▶ _Task brief_
Copy out each line below exactly as written.

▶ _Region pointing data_
━━━━━━

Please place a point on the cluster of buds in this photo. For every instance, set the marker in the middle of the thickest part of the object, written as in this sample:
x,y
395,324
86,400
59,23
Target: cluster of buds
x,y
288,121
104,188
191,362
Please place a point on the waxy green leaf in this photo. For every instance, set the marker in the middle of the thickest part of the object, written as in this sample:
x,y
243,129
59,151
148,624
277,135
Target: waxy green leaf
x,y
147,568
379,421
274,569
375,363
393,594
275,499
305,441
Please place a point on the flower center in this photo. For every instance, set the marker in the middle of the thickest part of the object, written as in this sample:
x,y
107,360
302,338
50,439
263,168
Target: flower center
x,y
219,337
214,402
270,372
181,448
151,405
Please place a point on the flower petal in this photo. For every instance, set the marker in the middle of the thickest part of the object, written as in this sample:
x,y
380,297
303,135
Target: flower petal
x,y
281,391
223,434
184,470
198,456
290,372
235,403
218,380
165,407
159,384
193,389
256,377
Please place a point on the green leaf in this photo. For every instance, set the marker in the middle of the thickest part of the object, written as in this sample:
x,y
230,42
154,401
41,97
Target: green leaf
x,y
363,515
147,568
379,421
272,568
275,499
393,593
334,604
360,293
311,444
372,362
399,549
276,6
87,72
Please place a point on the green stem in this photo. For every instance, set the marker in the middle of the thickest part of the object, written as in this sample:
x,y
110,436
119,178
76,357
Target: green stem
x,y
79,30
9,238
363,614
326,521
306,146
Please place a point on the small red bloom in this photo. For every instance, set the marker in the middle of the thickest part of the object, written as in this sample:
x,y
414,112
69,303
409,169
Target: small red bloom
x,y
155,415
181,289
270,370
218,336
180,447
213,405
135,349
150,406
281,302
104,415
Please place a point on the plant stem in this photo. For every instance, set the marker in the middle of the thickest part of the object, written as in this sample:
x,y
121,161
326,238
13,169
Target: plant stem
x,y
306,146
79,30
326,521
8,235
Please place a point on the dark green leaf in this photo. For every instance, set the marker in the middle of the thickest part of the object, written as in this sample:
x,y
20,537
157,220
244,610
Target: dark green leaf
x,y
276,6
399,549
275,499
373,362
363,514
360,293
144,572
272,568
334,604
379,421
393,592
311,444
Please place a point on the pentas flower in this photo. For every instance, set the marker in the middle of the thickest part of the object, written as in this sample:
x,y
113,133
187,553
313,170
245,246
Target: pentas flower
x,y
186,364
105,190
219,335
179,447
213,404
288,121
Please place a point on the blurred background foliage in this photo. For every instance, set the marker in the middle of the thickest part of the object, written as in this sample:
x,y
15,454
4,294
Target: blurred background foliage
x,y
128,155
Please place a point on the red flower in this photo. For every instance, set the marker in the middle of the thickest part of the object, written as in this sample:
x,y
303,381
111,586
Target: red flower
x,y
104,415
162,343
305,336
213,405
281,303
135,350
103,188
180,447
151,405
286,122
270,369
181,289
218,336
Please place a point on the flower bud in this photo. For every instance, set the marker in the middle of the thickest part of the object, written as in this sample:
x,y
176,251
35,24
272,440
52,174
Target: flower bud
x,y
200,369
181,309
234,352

━━━━━━

▶ _Answer_
Please place a point on the cluster of buds in this photo. For every instance, set the marker in the middle of the thickest part of the object, written as in this sample:
x,y
395,324
86,400
59,23
Target: cluster of buds
x,y
288,121
104,188
191,362
Please place a point on the waxy green leaf in this photo. For every instance, set the marker in the middle of the thickest part of the object, written as in this sample:
x,y
243,129
59,151
148,624
277,135
Target: waxy green leaf
x,y
147,568
379,421
274,569
375,363
393,594
275,499
305,441
Please place a point on the flower center in this photo. For every instance, set the marker in the middle of the thickest part of the object, written as in this sample:
x,y
107,360
302,338
50,439
263,168
Target: flower center
x,y
219,337
214,402
270,372
181,448
151,405
Please place a point on the flower petal in this photo. For every instance, set the marker in the middle of the thickest part of the object, written as in this sample:
x,y
380,297
303,135
Target: flower petal
x,y
281,391
223,434
184,470
198,456
290,372
235,403
218,380
165,407
159,384
193,389
256,377
Please place a point on the green leaf in this photo. For every instance, set the marker in the middle of the thickest part of the object, written as in this sample:
x,y
230,42
154,401
41,97
Target: green leaf
x,y
363,515
147,568
379,421
272,568
275,499
393,593
334,604
360,293
311,444
372,362
399,549
276,6
87,72
Please place a point on the green stem in this photo. For every instance, set the marker in the middle of the thickest part of the object, written as in this sample:
x,y
110,436
119,178
76,357
Target: green stem
x,y
79,30
9,238
363,614
326,521
306,146
Please place a point on the small red bloom in this photo. For every instance, set the marker in the middle of the thickest part of the object, written as in this sample:
x,y
414,112
69,303
409,169
Target: small red bloom
x,y
155,415
181,289
270,370
218,336
180,447
213,405
135,349
150,406
281,302
104,415
Please place a point on the plant stem in this photo. For every instance, set the marker in the middle of the thickest part of the object, written as in this sample:
x,y
121,161
326,238
13,169
Target: plant stem
x,y
306,146
79,30
326,521
8,235
Please place a point on the dark green leaf in this photo. For every instance, set the marker in the middle of the thickest part of the object, written as in this sample:
x,y
20,537
157,220
244,610
Target: dark green leaf
x,y
276,6
399,549
275,499
373,362
363,514
360,293
144,572
272,568
334,604
379,421
393,592
311,444
Please place a point on the pentas flower in this photo. For every instance, set the marker in the middle of the thickest part of the object, written as in this sample:
x,y
113,133
187,553
313,170
245,246
Target: pentas flower
x,y
186,364
105,190
219,335
179,447
213,404
288,121
Please place a point on the blurred background foliage in this photo. For every instance, set the marker in the middle of the thickest part of the object, written as in this sample:
x,y
15,454
4,294
Target: blurred background foliage
x,y
128,155
Please place a point on the red flower in this photo. For every instance, set the marker in the middle of the thickest part of the object, written as in this sample:
x,y
303,381
111,586
Target: red flower
x,y
104,415
162,343
305,336
213,405
281,303
135,350
103,188
180,447
151,405
286,122
270,369
181,289
218,336
Please place a point on the flower bud in this photo. For every instance, set the marker in the middle of the thickest part of the object, written as in this sample:
x,y
176,251
35,24
272,440
52,174
Target: flower bud
x,y
200,369
181,309
234,352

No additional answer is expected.